Even in a pandemic, the NFL did fairly well in 2020 by generating $10 billion in revenue. That came in a year where a majority of regular-season games were played in empty stadiums, meaning clubs lost out on game day sales.
It all resulted in an unprecedented drop in the 2021 salary cap, but many around the league expected it to be a one-year drip. Thanks to new TV rights contracts worth $100-plus billion and the return of fans to seats, revenue was already expected to soar in 2021. Now, thanks to the legalization of sports betting, even more money could be generated this year.
According to the Washington Post‘s Ben Strauss and Mark Maske, there is a league-wide expectation that the NFL will generation approximately $270 million in revenue through gambling deals this upcoming season. Even better for players and clubs, that number might be far higher in future years.
The Supreme Court overturned a 1992 federal law in May 2018, opening the door for legalized sports betting. As soon as that happened, the NFL began aggressively making plans to be heavily involved in the action.
After prolonged negotiations, the NFL announced an exclusive agreement with Caesars, DraftKings and FanDuel as its official sports-betting partners.
League officials certainly have every reason to believe the revenue generated from these partnerships will climb higher in the future. As of this summer, 20 states passed laws to permit legal sports betting and several more are moving forward with similar laws.
Gambling isn’t the only front that could bring in new sources of money for the league. The NFL is exploring deals for its data rights, which could be worth $100-plus million.
With the 2021 season set to begin, it’s evident the league has zero reasons to worry about experiencing another financial blow this year. As a result, the salary cap will keep climbing and player salaries will follow suit.

******************************

STUDY QUESTIONS:
A - In the passage on NFL revenue, retype the words from "After prolonged negotiations, the" up to and including "with similar laws.".
B - According to the passage on NFL revenue, which companies did the league name as its official sports-betting partners?

SOURCE INFORMATION:
******************************

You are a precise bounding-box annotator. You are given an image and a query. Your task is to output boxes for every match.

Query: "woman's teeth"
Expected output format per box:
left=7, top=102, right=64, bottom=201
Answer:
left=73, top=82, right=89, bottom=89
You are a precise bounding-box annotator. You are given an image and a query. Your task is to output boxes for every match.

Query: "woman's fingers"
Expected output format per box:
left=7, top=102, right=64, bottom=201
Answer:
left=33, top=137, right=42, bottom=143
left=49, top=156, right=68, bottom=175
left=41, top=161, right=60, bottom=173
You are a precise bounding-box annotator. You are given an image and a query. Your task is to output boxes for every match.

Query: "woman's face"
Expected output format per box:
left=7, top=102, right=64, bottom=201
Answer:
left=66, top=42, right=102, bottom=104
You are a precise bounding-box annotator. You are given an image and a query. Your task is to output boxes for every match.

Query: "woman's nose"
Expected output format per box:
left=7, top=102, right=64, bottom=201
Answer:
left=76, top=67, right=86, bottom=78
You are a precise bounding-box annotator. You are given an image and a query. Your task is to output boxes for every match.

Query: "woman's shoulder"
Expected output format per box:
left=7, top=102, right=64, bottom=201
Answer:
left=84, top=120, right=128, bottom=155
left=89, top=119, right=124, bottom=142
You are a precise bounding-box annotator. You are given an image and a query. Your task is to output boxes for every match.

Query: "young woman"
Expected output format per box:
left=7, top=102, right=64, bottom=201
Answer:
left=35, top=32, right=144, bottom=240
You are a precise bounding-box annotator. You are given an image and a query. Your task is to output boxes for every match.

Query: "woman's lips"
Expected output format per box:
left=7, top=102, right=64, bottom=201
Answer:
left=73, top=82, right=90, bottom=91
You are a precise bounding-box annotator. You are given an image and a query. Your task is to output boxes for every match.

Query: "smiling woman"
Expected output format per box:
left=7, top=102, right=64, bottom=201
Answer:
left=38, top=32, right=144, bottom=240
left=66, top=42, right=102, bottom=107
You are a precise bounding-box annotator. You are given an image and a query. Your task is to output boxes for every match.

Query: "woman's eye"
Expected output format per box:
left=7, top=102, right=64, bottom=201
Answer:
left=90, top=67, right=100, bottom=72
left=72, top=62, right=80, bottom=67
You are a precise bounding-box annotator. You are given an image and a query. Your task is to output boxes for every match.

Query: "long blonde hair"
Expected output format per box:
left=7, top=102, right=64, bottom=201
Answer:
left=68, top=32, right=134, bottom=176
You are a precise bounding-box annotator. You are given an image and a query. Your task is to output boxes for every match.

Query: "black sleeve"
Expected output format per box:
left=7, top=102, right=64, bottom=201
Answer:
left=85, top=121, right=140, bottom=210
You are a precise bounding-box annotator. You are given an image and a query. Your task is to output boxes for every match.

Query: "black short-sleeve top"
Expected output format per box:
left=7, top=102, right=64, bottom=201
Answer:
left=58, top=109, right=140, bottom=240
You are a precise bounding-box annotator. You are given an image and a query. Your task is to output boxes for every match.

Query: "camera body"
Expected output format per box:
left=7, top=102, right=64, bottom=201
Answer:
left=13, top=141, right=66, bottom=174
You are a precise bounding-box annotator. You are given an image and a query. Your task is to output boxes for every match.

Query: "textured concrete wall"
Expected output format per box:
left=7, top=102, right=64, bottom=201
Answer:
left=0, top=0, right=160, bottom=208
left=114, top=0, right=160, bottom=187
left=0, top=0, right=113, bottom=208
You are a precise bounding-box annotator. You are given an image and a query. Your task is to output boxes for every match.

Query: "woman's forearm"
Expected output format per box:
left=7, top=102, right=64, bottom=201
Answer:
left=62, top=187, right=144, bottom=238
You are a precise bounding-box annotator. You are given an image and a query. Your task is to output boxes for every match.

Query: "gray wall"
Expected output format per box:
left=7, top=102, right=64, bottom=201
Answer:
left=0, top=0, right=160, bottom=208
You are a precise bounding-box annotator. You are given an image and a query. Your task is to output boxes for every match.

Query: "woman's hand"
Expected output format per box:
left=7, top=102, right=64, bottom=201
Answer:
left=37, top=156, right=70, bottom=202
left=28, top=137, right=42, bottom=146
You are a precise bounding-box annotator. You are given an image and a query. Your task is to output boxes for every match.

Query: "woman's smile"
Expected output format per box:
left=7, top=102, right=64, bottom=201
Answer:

******************************

ANSWER SECTION:
A -
After prolonged negotiations, the NFL announced an exclusive agreement with Caesars, DraftKings and FanDuel as its official sports-betting partners.
League officials certainly have every reason to believe the revenue generated from these partnerships will climb higher in the future. As of this summer, 20 states passed laws to permit legal sports betting and several more are moving forward with similar laws.

B - Caesars, DraftKings and FanDuel